======== Material for this exercise ========

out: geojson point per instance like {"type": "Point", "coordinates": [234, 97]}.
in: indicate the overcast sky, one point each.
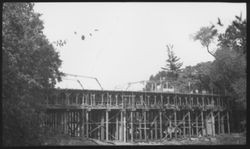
{"type": "Point", "coordinates": [128, 41]}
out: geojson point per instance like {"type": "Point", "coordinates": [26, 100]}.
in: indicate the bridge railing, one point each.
{"type": "Point", "coordinates": [129, 100]}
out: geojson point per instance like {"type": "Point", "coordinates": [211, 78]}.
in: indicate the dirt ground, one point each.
{"type": "Point", "coordinates": [226, 139]}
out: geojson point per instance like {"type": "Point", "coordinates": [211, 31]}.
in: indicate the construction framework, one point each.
{"type": "Point", "coordinates": [131, 116]}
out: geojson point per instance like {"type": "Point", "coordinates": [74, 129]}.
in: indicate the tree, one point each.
{"type": "Point", "coordinates": [30, 68]}
{"type": "Point", "coordinates": [206, 35]}
{"type": "Point", "coordinates": [173, 65]}
{"type": "Point", "coordinates": [228, 70]}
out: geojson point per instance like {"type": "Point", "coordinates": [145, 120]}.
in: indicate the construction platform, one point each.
{"type": "Point", "coordinates": [131, 116]}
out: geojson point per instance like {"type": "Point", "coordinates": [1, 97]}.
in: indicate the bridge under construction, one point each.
{"type": "Point", "coordinates": [131, 116]}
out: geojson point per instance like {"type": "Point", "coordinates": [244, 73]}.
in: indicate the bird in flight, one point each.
{"type": "Point", "coordinates": [219, 22]}
{"type": "Point", "coordinates": [83, 37]}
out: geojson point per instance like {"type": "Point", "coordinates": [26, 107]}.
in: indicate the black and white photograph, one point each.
{"type": "Point", "coordinates": [124, 73]}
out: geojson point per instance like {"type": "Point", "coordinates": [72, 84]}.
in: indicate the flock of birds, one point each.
{"type": "Point", "coordinates": [61, 43]}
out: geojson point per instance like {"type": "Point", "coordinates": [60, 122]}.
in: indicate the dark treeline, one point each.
{"type": "Point", "coordinates": [29, 69]}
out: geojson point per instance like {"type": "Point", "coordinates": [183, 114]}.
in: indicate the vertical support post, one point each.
{"type": "Point", "coordinates": [156, 135]}
{"type": "Point", "coordinates": [184, 126]}
{"type": "Point", "coordinates": [102, 126]}
{"type": "Point", "coordinates": [121, 126]}
{"type": "Point", "coordinates": [82, 123]}
{"type": "Point", "coordinates": [102, 99]}
{"type": "Point", "coordinates": [170, 126]}
{"type": "Point", "coordinates": [219, 131]}
{"type": "Point", "coordinates": [132, 131]}
{"type": "Point", "coordinates": [116, 98]}
{"type": "Point", "coordinates": [228, 124]}
{"type": "Point", "coordinates": [145, 125]}
{"type": "Point", "coordinates": [87, 123]}
{"type": "Point", "coordinates": [202, 123]}
{"type": "Point", "coordinates": [140, 126]}
{"type": "Point", "coordinates": [117, 129]}
{"type": "Point", "coordinates": [107, 125]}
{"type": "Point", "coordinates": [124, 127]}
{"type": "Point", "coordinates": [189, 123]}
{"type": "Point", "coordinates": [175, 124]}
{"type": "Point", "coordinates": [160, 114]}
{"type": "Point", "coordinates": [222, 125]}
{"type": "Point", "coordinates": [212, 117]}
{"type": "Point", "coordinates": [197, 125]}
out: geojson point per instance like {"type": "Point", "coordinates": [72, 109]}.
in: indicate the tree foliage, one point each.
{"type": "Point", "coordinates": [173, 65]}
{"type": "Point", "coordinates": [30, 67]}
{"type": "Point", "coordinates": [206, 36]}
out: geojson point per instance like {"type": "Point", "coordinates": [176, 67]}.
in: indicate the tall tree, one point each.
{"type": "Point", "coordinates": [173, 65]}
{"type": "Point", "coordinates": [30, 67]}
{"type": "Point", "coordinates": [206, 36]}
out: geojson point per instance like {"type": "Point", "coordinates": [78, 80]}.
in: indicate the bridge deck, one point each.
{"type": "Point", "coordinates": [130, 115]}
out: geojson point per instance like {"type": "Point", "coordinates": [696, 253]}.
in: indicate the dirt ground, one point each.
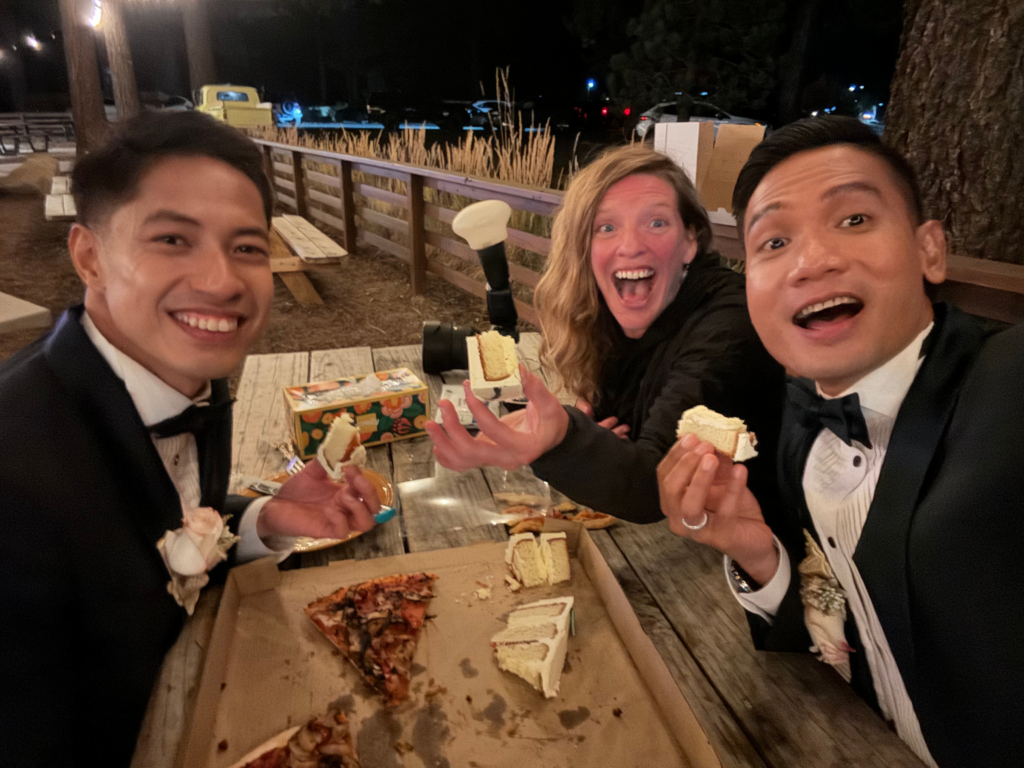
{"type": "Point", "coordinates": [368, 300]}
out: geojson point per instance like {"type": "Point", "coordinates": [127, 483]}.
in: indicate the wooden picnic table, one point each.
{"type": "Point", "coordinates": [757, 709]}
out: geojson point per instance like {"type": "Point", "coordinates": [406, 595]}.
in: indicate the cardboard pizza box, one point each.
{"type": "Point", "coordinates": [269, 669]}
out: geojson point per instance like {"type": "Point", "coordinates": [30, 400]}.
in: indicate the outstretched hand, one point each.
{"type": "Point", "coordinates": [509, 442]}
{"type": "Point", "coordinates": [311, 504]}
{"type": "Point", "coordinates": [694, 481]}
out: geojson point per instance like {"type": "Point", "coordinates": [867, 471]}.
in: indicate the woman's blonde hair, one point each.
{"type": "Point", "coordinates": [577, 324]}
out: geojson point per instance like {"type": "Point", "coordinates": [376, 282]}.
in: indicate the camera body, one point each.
{"type": "Point", "coordinates": [444, 343]}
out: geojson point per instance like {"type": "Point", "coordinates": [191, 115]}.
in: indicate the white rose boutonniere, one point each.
{"type": "Point", "coordinates": [824, 608]}
{"type": "Point", "coordinates": [189, 552]}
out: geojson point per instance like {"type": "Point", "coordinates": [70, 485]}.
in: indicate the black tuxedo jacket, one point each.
{"type": "Point", "coordinates": [941, 550]}
{"type": "Point", "coordinates": [84, 498]}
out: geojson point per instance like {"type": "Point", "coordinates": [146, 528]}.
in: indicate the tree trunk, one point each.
{"type": "Point", "coordinates": [197, 25]}
{"type": "Point", "coordinates": [83, 77]}
{"type": "Point", "coordinates": [792, 68]}
{"type": "Point", "coordinates": [10, 64]}
{"type": "Point", "coordinates": [119, 53]}
{"type": "Point", "coordinates": [321, 64]}
{"type": "Point", "coordinates": [957, 114]}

========

Write every line above out again exactly; pictures do not belong in the copy.

--- Solution ---
out: geojson point per instance like {"type": "Point", "coordinates": [234, 97]}.
in: indicate the overcast sky, one point each.
{"type": "Point", "coordinates": [128, 41]}
out: geojson point per instance like {"type": "Point", "coordinates": [26, 100]}.
in: indicate the bridge railing, one point each.
{"type": "Point", "coordinates": [129, 100]}
out: geojson point per instance like {"type": "Point", "coordinates": [211, 78]}.
in: indicate the dirt ground, one point each.
{"type": "Point", "coordinates": [226, 139]}
out: geojson point per instance like {"type": "Point", "coordinates": [211, 31]}.
in: indicate the construction framework, one point each.
{"type": "Point", "coordinates": [131, 116]}
out: geojson point per instance like {"type": "Point", "coordinates": [74, 129]}.
in: indicate the tree, one point each.
{"type": "Point", "coordinates": [30, 68]}
{"type": "Point", "coordinates": [206, 35]}
{"type": "Point", "coordinates": [173, 65]}
{"type": "Point", "coordinates": [228, 70]}
out: geojson point per instance like {"type": "Point", "coordinates": [145, 120]}.
in: indicate the construction platform, one point each.
{"type": "Point", "coordinates": [131, 116]}
out: geojson point per instance like {"type": "Point", "coordinates": [1, 97]}.
in: indicate the bridge under construction, one point each.
{"type": "Point", "coordinates": [131, 116]}
out: geojson point per instance like {"type": "Point", "coordinates": [244, 73]}.
in: indicate the bird in flight, one point each.
{"type": "Point", "coordinates": [219, 22]}
{"type": "Point", "coordinates": [83, 37]}
out: geojson point per instance like {"type": "Point", "coordinates": [26, 107]}.
in: indicate the black and white photograph, one point each.
{"type": "Point", "coordinates": [124, 73]}
out: geojson point per instance like {"type": "Point", "coordinates": [72, 84]}.
in: indicate the flock of birds, one point each.
{"type": "Point", "coordinates": [61, 43]}
out: geojson point per instance like {"type": "Point", "coordinates": [60, 122]}.
in: indicate the dark treeline, one point each.
{"type": "Point", "coordinates": [29, 69]}
out: geojson point per instance like {"type": "Point", "coordinates": [183, 114]}.
in: indicate the vertical support post, one point each.
{"type": "Point", "coordinates": [156, 135]}
{"type": "Point", "coordinates": [184, 126]}
{"type": "Point", "coordinates": [102, 126]}
{"type": "Point", "coordinates": [121, 126]}
{"type": "Point", "coordinates": [82, 123]}
{"type": "Point", "coordinates": [102, 99]}
{"type": "Point", "coordinates": [170, 126]}
{"type": "Point", "coordinates": [219, 131]}
{"type": "Point", "coordinates": [132, 131]}
{"type": "Point", "coordinates": [116, 98]}
{"type": "Point", "coordinates": [228, 124]}
{"type": "Point", "coordinates": [145, 125]}
{"type": "Point", "coordinates": [87, 123]}
{"type": "Point", "coordinates": [202, 123]}
{"type": "Point", "coordinates": [140, 126]}
{"type": "Point", "coordinates": [117, 129]}
{"type": "Point", "coordinates": [107, 125]}
{"type": "Point", "coordinates": [124, 127]}
{"type": "Point", "coordinates": [189, 123]}
{"type": "Point", "coordinates": [175, 124]}
{"type": "Point", "coordinates": [160, 114]}
{"type": "Point", "coordinates": [222, 125]}
{"type": "Point", "coordinates": [212, 117]}
{"type": "Point", "coordinates": [197, 125]}
out: geojson point per instance like {"type": "Point", "coordinates": [72, 109]}.
in: indicate the tree foliage, one point each.
{"type": "Point", "coordinates": [173, 65]}
{"type": "Point", "coordinates": [30, 67]}
{"type": "Point", "coordinates": [206, 36]}
out: geojson point per instance like {"type": "Point", "coordinates": [176, 67]}.
in: indicate the tall tree, one point each.
{"type": "Point", "coordinates": [173, 65]}
{"type": "Point", "coordinates": [30, 67]}
{"type": "Point", "coordinates": [206, 36]}
out: geojson point per instance like {"type": "Point", "coordinates": [78, 80]}.
in: indicate the bridge deck, one point each.
{"type": "Point", "coordinates": [130, 115]}
out: geojson point per instance like {"type": "Point", "coordinates": [696, 253]}.
in: indicate the dirt ground, one point each.
{"type": "Point", "coordinates": [368, 300]}
out: geojson point per instance like {"type": "Point", "coordinates": [127, 483]}.
in: indicate the wooden picnic table, one point each.
{"type": "Point", "coordinates": [757, 709]}
out: geojson point per instance like {"type": "Point", "coordinates": [406, 595]}.
in: indicate the cardboard pizza box, one point each.
{"type": "Point", "coordinates": [269, 669]}
out: geojson point per instance like {"type": "Point", "coordinates": [30, 400]}.
in: indicate the outstretched hand, one point each.
{"type": "Point", "coordinates": [509, 442]}
{"type": "Point", "coordinates": [311, 504]}
{"type": "Point", "coordinates": [694, 481]}
out: geojson point per instance like {"type": "Point", "coordinates": [867, 471]}.
in: indicate the woman's blonde hair, one point each.
{"type": "Point", "coordinates": [577, 324]}
out: geojson point per instance like {"type": "Point", "coordinates": [376, 282]}.
in: indicate the camera body, one point each.
{"type": "Point", "coordinates": [444, 343]}
out: geojson point per instance like {"type": "Point", "coordinates": [191, 115]}.
in: indicate the white rose boutonniere, one point each.
{"type": "Point", "coordinates": [824, 608]}
{"type": "Point", "coordinates": [189, 552]}
out: geojson point per instance like {"type": "Point", "coordinates": [70, 485]}.
in: indicate the black tuxedo jacket, one point each.
{"type": "Point", "coordinates": [941, 550]}
{"type": "Point", "coordinates": [84, 498]}
out: geojson point per instance like {"type": "Point", "coordinates": [146, 528]}.
in: indicate the tree trunk, one point each.
{"type": "Point", "coordinates": [197, 25]}
{"type": "Point", "coordinates": [83, 77]}
{"type": "Point", "coordinates": [792, 68]}
{"type": "Point", "coordinates": [10, 64]}
{"type": "Point", "coordinates": [119, 53]}
{"type": "Point", "coordinates": [321, 64]}
{"type": "Point", "coordinates": [957, 114]}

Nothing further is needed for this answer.